What to produce: Go to the line that contains "Target: white headscarf" and extract it along with every line after it, exactly, through the end of the data below.

Records for this exercise:
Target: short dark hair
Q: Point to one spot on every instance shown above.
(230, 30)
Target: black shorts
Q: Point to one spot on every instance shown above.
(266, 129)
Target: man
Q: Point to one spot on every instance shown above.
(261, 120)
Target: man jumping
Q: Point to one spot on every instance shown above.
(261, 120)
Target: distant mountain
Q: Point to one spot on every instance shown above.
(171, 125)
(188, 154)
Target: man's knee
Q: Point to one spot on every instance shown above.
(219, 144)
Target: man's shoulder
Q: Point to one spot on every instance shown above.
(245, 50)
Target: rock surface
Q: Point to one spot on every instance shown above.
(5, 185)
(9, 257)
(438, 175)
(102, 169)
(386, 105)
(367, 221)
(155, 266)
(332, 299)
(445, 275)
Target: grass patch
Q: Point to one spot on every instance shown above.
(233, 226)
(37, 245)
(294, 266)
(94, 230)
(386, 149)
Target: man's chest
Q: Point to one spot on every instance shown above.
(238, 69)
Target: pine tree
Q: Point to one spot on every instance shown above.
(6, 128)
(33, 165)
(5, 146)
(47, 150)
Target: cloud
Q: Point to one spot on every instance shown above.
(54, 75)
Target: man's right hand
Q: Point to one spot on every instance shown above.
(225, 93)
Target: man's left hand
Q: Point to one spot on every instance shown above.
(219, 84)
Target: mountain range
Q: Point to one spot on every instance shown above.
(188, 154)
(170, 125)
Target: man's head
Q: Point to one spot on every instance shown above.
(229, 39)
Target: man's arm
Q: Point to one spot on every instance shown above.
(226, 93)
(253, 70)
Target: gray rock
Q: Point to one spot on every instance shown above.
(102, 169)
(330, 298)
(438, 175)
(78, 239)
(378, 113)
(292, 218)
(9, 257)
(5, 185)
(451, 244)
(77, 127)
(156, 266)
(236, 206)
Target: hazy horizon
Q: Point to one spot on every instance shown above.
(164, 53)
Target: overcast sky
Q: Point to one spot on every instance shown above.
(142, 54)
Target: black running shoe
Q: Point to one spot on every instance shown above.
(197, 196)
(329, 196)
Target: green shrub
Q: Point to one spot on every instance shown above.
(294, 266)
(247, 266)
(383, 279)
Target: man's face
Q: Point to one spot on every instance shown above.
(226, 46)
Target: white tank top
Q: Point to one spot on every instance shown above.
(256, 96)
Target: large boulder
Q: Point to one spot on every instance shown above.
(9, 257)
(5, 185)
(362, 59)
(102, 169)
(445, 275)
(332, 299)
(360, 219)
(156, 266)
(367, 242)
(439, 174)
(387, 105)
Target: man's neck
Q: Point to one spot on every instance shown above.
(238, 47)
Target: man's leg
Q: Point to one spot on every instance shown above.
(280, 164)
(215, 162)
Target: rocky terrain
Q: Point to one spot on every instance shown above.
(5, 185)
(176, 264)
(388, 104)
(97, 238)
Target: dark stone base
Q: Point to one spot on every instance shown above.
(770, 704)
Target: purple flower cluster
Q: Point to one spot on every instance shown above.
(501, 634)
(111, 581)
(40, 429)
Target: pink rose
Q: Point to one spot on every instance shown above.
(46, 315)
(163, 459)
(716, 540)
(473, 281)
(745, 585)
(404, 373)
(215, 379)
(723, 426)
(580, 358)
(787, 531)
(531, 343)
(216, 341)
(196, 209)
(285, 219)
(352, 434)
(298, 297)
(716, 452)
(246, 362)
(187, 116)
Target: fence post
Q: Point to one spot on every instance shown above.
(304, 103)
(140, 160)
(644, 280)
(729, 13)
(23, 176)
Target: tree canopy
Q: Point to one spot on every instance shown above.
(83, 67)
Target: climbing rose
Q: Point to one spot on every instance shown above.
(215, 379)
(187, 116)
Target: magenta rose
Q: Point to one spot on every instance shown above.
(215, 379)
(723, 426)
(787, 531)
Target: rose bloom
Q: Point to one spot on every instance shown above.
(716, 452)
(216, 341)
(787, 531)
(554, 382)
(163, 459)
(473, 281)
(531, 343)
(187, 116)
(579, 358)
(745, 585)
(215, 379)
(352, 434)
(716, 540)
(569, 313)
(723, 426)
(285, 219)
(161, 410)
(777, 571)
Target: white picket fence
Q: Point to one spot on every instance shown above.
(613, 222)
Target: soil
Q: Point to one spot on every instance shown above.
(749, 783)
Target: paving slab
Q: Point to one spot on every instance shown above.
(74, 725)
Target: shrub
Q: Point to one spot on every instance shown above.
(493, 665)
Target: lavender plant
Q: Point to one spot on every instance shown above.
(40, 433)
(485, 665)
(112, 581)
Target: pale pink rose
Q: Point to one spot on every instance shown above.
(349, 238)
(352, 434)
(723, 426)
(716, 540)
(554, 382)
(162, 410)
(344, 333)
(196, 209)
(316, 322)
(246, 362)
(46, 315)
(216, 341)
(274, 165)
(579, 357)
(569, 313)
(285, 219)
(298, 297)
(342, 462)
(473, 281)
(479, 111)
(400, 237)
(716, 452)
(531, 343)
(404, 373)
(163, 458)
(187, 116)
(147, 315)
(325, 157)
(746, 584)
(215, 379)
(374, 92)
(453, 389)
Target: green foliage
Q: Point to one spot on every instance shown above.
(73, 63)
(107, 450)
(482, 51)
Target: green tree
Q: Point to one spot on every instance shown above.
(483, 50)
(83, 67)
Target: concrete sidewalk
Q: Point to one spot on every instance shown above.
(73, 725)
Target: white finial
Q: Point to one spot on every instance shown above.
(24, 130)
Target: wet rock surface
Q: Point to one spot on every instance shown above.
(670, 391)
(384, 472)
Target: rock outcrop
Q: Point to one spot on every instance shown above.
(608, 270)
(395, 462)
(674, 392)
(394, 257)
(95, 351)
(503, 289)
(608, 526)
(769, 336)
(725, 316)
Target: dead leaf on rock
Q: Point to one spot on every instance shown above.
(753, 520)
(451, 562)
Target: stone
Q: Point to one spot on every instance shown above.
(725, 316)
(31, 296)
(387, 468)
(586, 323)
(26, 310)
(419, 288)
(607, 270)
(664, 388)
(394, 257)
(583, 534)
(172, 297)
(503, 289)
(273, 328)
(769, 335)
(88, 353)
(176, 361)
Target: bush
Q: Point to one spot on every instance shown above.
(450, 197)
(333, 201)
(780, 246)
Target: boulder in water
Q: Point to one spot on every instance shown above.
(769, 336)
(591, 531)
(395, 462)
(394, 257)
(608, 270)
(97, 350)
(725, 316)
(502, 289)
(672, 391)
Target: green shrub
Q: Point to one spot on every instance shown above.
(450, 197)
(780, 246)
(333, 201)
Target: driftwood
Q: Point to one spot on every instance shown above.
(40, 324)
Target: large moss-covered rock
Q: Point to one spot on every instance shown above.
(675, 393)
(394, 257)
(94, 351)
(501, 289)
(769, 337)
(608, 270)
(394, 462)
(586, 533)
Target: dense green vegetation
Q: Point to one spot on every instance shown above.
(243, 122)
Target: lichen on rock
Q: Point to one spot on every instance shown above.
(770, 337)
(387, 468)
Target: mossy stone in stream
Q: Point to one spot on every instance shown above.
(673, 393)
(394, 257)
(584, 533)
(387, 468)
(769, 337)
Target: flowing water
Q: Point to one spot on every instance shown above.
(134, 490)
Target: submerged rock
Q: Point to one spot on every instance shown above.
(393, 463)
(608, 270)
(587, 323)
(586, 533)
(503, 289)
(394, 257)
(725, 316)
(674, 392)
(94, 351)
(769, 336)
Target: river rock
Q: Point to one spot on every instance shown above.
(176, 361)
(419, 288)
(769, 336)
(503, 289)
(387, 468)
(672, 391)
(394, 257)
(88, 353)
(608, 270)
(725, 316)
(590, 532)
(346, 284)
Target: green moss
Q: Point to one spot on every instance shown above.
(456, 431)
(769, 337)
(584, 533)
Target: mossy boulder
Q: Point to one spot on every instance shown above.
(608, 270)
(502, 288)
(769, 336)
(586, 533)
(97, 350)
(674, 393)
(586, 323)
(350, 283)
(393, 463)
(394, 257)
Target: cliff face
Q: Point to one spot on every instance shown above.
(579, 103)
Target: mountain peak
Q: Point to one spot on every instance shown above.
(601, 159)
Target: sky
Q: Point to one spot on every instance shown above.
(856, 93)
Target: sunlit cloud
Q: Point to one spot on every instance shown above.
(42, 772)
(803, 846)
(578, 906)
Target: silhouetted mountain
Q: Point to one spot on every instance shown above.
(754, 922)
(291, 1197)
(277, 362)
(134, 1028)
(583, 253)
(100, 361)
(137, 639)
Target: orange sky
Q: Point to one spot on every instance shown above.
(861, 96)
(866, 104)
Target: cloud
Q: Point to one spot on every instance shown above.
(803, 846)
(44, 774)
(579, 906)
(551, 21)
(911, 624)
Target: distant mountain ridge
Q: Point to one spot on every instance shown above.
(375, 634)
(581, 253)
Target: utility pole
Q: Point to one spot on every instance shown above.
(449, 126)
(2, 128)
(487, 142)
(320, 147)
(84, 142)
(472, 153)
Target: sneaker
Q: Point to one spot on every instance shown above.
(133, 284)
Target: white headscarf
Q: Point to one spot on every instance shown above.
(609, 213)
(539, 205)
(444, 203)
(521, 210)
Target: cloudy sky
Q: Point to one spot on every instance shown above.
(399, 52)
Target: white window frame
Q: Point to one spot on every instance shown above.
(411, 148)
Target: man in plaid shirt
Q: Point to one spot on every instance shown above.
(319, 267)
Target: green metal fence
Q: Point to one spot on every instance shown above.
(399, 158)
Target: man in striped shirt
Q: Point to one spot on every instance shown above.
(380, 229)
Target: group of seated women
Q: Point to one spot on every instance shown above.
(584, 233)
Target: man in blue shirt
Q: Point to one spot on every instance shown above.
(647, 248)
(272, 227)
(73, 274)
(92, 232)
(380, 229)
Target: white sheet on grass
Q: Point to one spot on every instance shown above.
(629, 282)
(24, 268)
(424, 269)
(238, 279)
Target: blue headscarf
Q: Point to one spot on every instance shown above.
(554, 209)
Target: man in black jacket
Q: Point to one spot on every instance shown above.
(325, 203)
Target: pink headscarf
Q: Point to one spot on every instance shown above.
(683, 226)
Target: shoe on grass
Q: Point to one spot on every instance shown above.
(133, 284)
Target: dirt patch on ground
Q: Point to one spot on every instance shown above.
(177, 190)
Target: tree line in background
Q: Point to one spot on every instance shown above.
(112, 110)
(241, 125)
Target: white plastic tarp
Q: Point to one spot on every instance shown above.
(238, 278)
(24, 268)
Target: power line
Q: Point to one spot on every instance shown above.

Written solution:
Target: white headscarf
Q: Point to one spot on every instance shown above.
(609, 213)
(539, 205)
(444, 203)
(521, 210)
Target: cloudy sky
Q: Point to one spot on every instance shown above.
(399, 52)
Target: white window frame
Q: Point to one spot on every instance shown above.
(411, 148)
Target: man in plaid shirt
Q: Point to one spot on every instance shown above.
(319, 267)
Target: green metal fence
Q: Point to one spot on every instance shown above.
(399, 158)
Target: man in striped shirt
Q: Point to one spot on every instance shown above.
(380, 229)
Target: group of seated women
Q: Point to one spot on every instance shown above.
(584, 233)
Target: man in blue shirt
Q: Point to one spot on every instance shown above.
(647, 248)
(272, 227)
(73, 274)
(92, 232)
(380, 229)
Target: white sheet on grass
Q: Point to one spot on every instance shown above.
(629, 282)
(24, 268)
(424, 269)
(238, 279)
Target: blue headscarf
Q: Point to one spot on every instance shown above.
(554, 209)
Target: man in black jacket
Q: Point to one spot on every instance shown above.
(325, 203)
Target: pink headscarf
Q: Point to one spot on every instance shown above.
(683, 226)
Target: shoe on grass
Q: Point to one spot on every instance shown above.
(133, 284)
Target: dirt patch on ground
Q: Point to one spot on every instance shown above.
(177, 190)
Target: tree line in background
Q: Point to one spot on every instance shown above.
(112, 110)
(241, 125)
Target: white plastic tarp
Q: Point to one spot on every instance shown above.
(238, 278)
(24, 268)
Target: power line
Q: Point to one spot on every instance shown above.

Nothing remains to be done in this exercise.